José struggles with the training, falling further behind the rest of his class. When he learns of the death of Beto (a cousin and close friend of his), he loses focus and is exhorted by Sturckow to catch up with the rest or he may be dismissed from the program. He later has a conversation with the head trainer, Kalpana Chawla, who describes to him why going to space makes all of their hard work worthwhile, and ends by letting him know she's been selected as the Mission Specialist for STS-107 on Space Shuttle Columbia.

As José sits with his family watching the broadcast of Columbias return, they are shaken when news comes of Columbias disintegration on re-entry. Nevertheless, José continues on and begins excelling among his classmates at NASA.

In 2008, Sturckow pulls José into a conference room to meet with the selection team, who informs him that he's been chosen to join STS-128 as their Mission Specialist. José visits Adela's restaurant outside the NASA grounds and tells her the news, with his family later watching him at the press conference. He quotes Beto's words to him that it's fitting for a migrant farmworker to go into the unknowns of space. As he enters quarantine in preparation for the mission, Adela visits him with a surprise: his former teacher Ms. Young, who tells him she's been waiting for this moment for over 30 years, having followed his progress and career, always believing in his enormous potential.

The launch day finally arrives, José is prepared along with the rest of the crew who board the shuttle, and launch into orbit. After main engine cutoff, José looks around at the shuttle cabin and imagines seeing the same monarch butterfly that landed on his dad's arm the day their family decided to stay in California, hinting that he had achieved his destiny.

Closing titles note that Mission STS-128 remained on board the International Space Station for 13 days, and that José had tacos and listened to José Alfredo Jiménez's “El Hijo del Pueblo” while there. José was the first migrant farmworker in space, and still picks grapes with his father today, albeit in his own vineyard: Tierra Luna Cellars in Lodi, California.

==Production==
In July 2022, Amazon Studios acquired the distribution rights to the film, which was previously in development at Netflix. The studio would later switch it to a Metro-Goldwyn-Mayer release following the formation of Amazon MGM Studios Distribution in 2023. Filming took place in Mexico City.

- **Problem description**
Reproduce the film summary between "José struggles with" and "classmates at NASA.", inclusive.

Pointing records:
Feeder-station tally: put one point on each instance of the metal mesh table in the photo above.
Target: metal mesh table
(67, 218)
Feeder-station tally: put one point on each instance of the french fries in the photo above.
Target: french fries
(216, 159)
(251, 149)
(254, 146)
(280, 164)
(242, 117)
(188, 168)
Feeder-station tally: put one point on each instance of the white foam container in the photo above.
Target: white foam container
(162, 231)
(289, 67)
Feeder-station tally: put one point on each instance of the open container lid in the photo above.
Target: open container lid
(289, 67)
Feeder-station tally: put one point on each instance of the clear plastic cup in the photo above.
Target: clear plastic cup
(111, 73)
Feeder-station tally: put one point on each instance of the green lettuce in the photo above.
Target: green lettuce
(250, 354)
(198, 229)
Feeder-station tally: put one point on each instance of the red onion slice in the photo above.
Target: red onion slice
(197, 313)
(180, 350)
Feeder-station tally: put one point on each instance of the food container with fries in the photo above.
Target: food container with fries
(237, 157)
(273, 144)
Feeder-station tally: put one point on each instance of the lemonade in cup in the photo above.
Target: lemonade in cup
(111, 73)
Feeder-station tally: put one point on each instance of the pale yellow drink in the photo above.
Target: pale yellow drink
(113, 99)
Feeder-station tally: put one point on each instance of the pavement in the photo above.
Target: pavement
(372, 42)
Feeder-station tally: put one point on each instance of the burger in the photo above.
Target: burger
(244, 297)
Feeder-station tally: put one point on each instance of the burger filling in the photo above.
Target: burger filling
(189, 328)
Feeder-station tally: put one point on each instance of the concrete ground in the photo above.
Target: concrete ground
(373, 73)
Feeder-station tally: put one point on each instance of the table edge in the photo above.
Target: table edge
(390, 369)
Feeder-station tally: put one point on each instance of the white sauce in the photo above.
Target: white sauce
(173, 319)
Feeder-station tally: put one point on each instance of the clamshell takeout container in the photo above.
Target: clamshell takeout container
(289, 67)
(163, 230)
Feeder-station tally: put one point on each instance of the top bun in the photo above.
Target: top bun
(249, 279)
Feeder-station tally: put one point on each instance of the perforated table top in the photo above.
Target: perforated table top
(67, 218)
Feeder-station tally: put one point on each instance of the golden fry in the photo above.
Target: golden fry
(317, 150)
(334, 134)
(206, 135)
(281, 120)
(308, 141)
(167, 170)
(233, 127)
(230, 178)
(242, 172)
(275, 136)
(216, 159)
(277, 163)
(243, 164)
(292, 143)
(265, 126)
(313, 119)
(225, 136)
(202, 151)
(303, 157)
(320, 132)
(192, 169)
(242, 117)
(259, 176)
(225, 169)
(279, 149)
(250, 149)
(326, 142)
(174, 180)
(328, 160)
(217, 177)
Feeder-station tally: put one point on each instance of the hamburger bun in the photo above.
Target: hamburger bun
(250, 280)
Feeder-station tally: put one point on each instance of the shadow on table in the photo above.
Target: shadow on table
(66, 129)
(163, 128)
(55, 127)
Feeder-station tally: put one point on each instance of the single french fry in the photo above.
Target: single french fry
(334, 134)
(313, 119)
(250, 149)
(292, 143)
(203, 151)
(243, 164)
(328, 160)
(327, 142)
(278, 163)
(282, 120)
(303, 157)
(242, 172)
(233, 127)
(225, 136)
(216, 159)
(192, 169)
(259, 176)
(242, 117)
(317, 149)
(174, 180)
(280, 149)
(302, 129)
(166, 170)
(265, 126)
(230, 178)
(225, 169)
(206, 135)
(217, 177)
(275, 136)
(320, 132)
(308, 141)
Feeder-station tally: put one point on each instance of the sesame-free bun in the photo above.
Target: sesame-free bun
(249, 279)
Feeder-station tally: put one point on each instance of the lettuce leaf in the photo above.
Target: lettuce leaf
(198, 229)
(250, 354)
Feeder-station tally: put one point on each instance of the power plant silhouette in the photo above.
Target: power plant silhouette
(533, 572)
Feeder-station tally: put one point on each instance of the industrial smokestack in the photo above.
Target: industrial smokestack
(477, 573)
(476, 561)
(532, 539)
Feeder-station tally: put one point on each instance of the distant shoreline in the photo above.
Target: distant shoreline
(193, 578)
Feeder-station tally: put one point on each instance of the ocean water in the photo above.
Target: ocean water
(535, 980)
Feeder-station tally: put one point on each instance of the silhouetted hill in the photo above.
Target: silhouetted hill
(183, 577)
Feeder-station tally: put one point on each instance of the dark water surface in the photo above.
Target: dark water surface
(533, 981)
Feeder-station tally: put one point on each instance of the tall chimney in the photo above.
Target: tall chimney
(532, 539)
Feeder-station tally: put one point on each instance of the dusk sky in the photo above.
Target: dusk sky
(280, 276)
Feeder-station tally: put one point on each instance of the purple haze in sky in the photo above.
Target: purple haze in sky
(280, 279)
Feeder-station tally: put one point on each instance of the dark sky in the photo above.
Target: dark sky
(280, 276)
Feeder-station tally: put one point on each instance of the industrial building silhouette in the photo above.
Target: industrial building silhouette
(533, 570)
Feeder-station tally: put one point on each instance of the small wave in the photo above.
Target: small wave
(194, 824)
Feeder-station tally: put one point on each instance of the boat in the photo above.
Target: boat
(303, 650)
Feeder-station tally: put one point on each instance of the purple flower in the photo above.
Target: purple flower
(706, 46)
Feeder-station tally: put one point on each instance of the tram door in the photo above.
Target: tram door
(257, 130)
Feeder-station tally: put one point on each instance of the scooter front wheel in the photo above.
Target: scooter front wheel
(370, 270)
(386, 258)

- **Output for this task**
José struggles with the training, falling further behind the rest of his class. When he learns of the death of Beto (a cousin and close friend of his), he loses focus and is exhorted by Sturckow to catch up with the rest or he may be dismissed from the program. He later has a conversation with the head trainer, Kalpana Chawla, who describes to him why going to space makes all of their hard work worthwhile, and ends by letting him know she's been selected as the Mission Specialist for STS-107 on Space Shuttle Columbia.

As José sits with his family watching the broadcast of Columbias return, they are shaken when news comes of Columbias disintegration on re-entry. Nevertheless, José continues on and begins excelling among his classmates at NASA.